Object location annotation data:
......

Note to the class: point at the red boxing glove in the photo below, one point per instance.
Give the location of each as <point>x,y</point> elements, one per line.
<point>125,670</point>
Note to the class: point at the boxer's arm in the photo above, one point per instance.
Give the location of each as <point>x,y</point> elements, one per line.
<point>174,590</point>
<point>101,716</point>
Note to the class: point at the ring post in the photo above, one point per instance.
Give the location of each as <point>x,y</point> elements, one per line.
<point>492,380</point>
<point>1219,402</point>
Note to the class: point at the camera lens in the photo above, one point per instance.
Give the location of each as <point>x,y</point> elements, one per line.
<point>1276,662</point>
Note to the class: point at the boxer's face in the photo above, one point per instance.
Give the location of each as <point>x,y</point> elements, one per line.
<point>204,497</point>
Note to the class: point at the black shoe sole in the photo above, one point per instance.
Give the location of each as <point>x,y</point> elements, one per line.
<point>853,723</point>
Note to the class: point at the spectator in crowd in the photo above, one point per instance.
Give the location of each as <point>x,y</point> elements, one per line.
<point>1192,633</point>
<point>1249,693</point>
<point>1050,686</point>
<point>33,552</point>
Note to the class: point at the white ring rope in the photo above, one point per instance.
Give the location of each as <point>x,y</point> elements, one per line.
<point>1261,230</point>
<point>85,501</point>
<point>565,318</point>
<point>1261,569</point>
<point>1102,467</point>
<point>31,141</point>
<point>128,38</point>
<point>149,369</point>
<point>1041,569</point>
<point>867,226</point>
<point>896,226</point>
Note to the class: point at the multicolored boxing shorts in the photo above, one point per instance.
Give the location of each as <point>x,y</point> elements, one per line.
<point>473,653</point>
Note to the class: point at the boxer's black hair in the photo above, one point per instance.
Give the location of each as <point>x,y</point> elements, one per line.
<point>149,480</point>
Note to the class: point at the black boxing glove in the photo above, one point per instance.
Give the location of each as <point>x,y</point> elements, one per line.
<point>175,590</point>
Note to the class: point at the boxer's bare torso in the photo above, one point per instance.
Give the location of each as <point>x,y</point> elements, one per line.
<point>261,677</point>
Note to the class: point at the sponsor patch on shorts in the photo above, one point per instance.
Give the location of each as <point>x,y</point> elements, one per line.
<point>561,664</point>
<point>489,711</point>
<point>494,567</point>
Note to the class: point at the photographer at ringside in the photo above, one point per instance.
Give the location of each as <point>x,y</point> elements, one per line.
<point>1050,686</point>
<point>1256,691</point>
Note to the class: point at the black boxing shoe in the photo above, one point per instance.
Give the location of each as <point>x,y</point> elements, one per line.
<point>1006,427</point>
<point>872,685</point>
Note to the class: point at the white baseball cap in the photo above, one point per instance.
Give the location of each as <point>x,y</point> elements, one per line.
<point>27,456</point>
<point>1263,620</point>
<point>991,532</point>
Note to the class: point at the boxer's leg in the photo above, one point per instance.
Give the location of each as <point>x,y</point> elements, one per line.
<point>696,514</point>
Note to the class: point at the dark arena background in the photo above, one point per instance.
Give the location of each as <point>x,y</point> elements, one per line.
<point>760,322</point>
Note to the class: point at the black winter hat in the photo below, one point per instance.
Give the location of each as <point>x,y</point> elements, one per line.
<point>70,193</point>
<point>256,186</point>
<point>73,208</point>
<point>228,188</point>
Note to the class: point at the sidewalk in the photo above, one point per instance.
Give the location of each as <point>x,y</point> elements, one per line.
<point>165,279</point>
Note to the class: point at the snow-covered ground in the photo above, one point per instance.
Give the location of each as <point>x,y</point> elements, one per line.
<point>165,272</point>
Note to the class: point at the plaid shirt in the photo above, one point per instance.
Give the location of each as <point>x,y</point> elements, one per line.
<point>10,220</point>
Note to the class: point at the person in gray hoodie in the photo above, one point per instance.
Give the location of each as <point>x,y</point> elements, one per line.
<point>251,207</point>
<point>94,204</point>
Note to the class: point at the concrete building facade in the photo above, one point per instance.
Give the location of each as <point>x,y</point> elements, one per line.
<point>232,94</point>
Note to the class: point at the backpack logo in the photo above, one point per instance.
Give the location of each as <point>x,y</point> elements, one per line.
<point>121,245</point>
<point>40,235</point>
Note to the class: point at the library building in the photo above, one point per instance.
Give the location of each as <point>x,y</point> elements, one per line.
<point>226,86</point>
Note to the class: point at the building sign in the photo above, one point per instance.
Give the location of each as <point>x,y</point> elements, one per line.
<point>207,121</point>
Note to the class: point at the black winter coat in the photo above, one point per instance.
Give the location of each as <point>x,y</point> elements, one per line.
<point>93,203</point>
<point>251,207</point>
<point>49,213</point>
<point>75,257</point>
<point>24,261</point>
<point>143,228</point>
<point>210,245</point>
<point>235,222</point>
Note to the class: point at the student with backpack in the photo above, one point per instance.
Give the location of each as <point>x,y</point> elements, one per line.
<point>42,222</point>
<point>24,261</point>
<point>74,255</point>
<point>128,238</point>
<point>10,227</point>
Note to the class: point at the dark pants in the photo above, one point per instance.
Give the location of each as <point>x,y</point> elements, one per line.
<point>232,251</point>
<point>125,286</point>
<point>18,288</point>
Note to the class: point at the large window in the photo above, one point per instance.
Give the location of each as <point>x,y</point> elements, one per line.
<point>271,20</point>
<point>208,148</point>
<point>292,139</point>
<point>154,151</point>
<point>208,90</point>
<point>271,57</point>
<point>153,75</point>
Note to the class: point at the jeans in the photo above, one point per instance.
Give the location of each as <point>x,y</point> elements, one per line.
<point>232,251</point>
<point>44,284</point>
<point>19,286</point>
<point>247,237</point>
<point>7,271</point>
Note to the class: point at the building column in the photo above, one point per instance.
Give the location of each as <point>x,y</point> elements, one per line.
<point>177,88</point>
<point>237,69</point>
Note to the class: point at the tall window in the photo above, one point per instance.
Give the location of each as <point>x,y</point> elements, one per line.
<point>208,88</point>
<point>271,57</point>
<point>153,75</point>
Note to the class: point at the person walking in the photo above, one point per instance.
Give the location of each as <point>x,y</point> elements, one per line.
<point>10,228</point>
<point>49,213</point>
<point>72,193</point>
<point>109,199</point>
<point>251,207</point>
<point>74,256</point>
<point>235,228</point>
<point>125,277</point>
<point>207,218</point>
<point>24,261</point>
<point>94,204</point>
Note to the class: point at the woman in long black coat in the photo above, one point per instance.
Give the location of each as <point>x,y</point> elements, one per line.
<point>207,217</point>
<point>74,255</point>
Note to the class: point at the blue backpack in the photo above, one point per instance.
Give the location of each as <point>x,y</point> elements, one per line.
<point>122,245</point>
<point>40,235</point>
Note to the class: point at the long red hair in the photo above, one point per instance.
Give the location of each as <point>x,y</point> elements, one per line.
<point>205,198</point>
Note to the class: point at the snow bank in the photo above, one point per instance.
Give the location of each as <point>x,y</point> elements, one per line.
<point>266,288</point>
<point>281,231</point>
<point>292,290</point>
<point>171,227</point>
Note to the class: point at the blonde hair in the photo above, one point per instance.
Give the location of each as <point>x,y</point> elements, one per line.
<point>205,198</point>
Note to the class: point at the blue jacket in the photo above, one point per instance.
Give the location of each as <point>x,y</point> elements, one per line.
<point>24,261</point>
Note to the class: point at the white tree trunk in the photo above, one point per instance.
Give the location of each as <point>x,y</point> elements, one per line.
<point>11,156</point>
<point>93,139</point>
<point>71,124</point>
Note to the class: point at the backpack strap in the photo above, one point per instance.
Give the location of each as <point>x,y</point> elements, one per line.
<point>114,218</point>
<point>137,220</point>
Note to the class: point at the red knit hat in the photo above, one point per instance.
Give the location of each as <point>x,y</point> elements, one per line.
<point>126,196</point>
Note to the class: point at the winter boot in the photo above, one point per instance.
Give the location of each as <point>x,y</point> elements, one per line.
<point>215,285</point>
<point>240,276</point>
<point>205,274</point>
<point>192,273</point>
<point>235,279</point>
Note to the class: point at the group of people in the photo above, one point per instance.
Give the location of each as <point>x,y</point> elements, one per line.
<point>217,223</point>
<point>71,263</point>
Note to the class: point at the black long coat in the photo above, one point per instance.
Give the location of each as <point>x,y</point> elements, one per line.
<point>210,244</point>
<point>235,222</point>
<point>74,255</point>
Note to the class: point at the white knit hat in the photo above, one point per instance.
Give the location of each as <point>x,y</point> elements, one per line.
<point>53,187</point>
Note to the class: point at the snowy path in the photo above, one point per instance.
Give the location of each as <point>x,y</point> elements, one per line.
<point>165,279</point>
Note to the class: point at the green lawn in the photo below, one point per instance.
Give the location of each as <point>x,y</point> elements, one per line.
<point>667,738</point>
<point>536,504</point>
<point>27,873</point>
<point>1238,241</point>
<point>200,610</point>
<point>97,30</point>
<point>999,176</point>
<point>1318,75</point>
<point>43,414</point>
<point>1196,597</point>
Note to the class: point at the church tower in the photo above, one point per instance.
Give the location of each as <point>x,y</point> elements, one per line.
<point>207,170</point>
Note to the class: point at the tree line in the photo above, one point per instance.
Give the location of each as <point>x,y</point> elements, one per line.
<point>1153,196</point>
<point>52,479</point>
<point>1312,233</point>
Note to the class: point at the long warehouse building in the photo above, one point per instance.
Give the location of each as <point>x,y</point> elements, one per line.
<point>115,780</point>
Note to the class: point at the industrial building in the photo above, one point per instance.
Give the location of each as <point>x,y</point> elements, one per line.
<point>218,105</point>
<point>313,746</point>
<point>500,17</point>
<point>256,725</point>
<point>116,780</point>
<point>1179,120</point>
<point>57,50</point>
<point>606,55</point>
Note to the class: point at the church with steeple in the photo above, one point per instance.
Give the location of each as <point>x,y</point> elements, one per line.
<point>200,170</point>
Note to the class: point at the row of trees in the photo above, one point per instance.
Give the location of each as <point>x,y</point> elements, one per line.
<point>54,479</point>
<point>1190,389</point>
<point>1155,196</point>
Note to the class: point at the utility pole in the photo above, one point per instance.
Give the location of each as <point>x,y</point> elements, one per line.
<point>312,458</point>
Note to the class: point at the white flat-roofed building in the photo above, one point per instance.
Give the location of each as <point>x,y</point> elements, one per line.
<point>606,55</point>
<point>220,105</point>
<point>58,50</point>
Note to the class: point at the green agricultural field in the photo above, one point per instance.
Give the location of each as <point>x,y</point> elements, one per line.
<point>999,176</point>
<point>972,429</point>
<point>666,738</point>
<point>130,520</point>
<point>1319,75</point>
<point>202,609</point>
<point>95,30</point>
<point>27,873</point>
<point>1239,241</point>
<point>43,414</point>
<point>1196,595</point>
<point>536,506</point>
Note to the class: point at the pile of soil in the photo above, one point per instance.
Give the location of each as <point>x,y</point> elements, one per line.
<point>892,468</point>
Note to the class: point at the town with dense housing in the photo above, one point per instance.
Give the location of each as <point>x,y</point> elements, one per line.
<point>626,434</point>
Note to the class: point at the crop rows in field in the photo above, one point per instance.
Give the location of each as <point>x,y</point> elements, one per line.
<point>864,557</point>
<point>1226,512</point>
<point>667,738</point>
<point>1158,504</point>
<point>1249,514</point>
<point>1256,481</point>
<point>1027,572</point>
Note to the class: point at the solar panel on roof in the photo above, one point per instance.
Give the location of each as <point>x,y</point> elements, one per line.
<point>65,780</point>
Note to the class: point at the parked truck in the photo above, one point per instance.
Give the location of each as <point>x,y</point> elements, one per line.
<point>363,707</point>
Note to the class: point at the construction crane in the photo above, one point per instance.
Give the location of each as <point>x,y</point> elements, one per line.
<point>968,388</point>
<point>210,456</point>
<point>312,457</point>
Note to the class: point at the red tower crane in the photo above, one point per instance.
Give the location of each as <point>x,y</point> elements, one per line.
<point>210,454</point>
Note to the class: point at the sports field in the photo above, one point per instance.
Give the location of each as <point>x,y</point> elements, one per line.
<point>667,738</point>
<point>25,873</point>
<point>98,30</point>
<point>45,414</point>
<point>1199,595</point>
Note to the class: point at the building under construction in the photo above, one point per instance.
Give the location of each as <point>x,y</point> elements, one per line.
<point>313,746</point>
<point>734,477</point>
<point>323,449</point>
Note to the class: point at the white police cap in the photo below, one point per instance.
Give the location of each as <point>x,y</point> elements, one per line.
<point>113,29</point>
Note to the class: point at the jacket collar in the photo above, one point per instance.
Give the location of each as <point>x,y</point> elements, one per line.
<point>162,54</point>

......

What you are asked to do:
Reproduce the rows from the start of the records through the line that contains "<point>204,497</point>", both ends included, keeping the requests as they are. Scale every point coordinate in the answers by 2.25, rounding to whole numbers with halves going up.

Solution to this exercise:
Note to the class: point at the red boxing glove in the photo below, one point per instance.
Give the location of each as <point>x,y</point> elements, one per line.
<point>281,1508</point>
Note to the class: point at the boxer's arm in the photo above, one point per instance.
Give the location of each as <point>x,y</point> elements, one per line.
<point>392,1328</point>
<point>227,1611</point>
Note to the class: point at the ring post in the photo above, one point per instance.
Give the location of each as <point>x,y</point> elements, one per line.
<point>1107,855</point>
<point>2743,905</point>
Note to the class: point at the camera lens in the photo above, one point per instance.
Give the location of each as <point>x,y</point> elements, one per line.
<point>2871,1490</point>
Note to the class: point at the boxer's face in the photo above, one point per instance.
Give the location of each as <point>x,y</point> elements, one per line.
<point>459,1118</point>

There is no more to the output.